Wie der Staat menschliches Handeln beeinflusst

Rezensiert von Simone Schmollack · 21.04.2013
Der australische Politologe Kenneth Minogue setzt sich in seinem Buch mit der Frage auseinander, was staatliches Handeln und menschliche Moral miteinander zu tun haben. Seiner Ansicht nach raubt der Staat den Menschen die Freiheit und macht sie zu unmündigen Bürgern.
Nehmen wir nur mal die Familienpolitik. Der Großteil der Menschen in Deutschland kritisiert, was Politiker für Familien tun. Aber nur rund die Hälfte der jungen Eltern hierzulande weiß überhaupt, was die Parteien zu den Sorgen von Müttern, Vätern und Kindern zu sagen haben. Es interessiert sie schlichtweg nicht.

Gleichzeitig fordern die Menschen, der Staat solle etwas für sie tun. Ist das vermessen? Grotesk? Plemplem? Es ist der beste Weg in einen Totalitarismus. Behauptet zumindest Kenneth Minogue.

Der australische Professor für politische Wissenschaft beschäftigt sich ausführlich mit der Frage, was staatliches Handeln und menschliche Moral miteinander zu tun haben. Er vertritt die Ansicht, dass der Staat den Menschen die Freiheit raubt und sie zu unmündigen und - salopp gesagt - faulen Bürgern macht. Eine steile These.

==*==

#### [Kurze Aufgabe]
Zitieren Sie wörtlich aus der Buchbesprechung oben: Beginnen Sie bei den Worten mit „Nehmen wir nur“ und enden Sie nach „sie schlichtweg nicht.“.

#### [Datensammlung]
==*==

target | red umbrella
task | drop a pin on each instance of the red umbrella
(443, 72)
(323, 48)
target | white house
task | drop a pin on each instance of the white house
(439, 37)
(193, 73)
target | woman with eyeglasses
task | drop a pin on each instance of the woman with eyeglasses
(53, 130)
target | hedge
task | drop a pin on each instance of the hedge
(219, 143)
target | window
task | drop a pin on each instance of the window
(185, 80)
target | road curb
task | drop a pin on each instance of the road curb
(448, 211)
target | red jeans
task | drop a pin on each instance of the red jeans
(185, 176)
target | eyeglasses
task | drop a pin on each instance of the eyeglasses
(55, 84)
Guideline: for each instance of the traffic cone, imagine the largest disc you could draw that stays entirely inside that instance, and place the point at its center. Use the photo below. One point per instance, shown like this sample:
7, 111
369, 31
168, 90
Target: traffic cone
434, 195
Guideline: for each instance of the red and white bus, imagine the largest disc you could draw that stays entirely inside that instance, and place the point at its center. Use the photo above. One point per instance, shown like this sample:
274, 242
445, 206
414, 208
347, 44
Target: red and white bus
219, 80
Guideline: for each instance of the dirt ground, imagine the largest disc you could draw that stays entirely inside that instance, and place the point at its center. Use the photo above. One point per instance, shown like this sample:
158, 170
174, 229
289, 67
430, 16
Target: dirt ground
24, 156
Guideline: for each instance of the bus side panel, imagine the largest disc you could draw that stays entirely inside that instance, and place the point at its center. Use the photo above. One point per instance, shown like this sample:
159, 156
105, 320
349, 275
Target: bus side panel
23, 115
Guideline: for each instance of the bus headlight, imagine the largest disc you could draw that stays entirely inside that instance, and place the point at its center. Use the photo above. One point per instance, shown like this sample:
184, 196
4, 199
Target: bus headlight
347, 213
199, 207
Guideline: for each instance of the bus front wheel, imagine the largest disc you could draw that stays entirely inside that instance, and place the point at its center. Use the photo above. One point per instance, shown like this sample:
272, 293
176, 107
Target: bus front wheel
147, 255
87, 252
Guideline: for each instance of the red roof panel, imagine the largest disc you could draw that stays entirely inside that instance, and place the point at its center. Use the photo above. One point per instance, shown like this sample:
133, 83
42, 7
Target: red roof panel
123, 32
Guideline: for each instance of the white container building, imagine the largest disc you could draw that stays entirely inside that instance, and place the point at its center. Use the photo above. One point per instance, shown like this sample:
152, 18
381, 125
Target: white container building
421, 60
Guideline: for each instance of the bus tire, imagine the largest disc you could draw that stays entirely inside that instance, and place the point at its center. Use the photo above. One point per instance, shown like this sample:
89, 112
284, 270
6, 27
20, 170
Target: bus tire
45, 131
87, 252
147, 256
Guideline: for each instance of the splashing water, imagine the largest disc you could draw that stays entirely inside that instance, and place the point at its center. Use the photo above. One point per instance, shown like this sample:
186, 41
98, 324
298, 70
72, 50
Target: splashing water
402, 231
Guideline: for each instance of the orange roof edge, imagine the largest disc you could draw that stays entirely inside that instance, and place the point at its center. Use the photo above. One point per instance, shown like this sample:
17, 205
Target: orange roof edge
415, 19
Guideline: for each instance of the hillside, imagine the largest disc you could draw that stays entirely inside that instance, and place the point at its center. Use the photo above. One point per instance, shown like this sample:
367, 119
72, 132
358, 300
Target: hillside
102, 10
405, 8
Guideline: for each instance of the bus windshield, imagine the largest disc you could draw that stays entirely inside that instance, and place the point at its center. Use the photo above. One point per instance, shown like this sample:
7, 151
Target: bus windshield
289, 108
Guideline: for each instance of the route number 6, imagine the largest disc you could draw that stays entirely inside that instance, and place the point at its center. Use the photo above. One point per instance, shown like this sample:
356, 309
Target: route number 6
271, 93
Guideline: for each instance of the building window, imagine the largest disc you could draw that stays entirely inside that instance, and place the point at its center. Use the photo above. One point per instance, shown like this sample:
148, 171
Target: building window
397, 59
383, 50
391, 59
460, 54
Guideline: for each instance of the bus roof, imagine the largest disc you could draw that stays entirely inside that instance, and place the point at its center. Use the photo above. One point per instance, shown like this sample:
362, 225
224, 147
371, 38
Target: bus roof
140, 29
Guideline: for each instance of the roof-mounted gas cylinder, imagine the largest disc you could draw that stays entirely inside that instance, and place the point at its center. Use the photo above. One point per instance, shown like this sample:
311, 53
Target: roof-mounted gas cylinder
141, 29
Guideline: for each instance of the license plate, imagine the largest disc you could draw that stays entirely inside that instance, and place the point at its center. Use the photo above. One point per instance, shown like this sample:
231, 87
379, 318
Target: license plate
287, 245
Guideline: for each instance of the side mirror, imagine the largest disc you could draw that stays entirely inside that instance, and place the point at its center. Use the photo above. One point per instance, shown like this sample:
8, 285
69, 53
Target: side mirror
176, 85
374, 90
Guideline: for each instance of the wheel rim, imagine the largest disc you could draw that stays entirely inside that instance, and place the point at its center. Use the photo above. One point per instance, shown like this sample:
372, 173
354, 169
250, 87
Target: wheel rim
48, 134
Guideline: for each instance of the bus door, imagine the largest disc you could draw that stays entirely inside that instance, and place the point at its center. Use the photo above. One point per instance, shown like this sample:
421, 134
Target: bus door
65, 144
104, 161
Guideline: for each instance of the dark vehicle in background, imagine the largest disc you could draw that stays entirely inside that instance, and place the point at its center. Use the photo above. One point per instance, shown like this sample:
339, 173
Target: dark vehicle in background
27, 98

==*==

#### [Gelöste Aufgabe]
Nehmen wir nur mal die Familienpolitik. Der Großteil der Menschen in Deutschland kritisiert, was Politiker für Familien tun. Aber nur rund die Hälfte der jungen Eltern hierzulande weiß überhaupt, was die Parteien zu den Sorgen von Müttern, Vätern und Kindern zu sagen haben. Es interessiert sie schlichtweg nicht.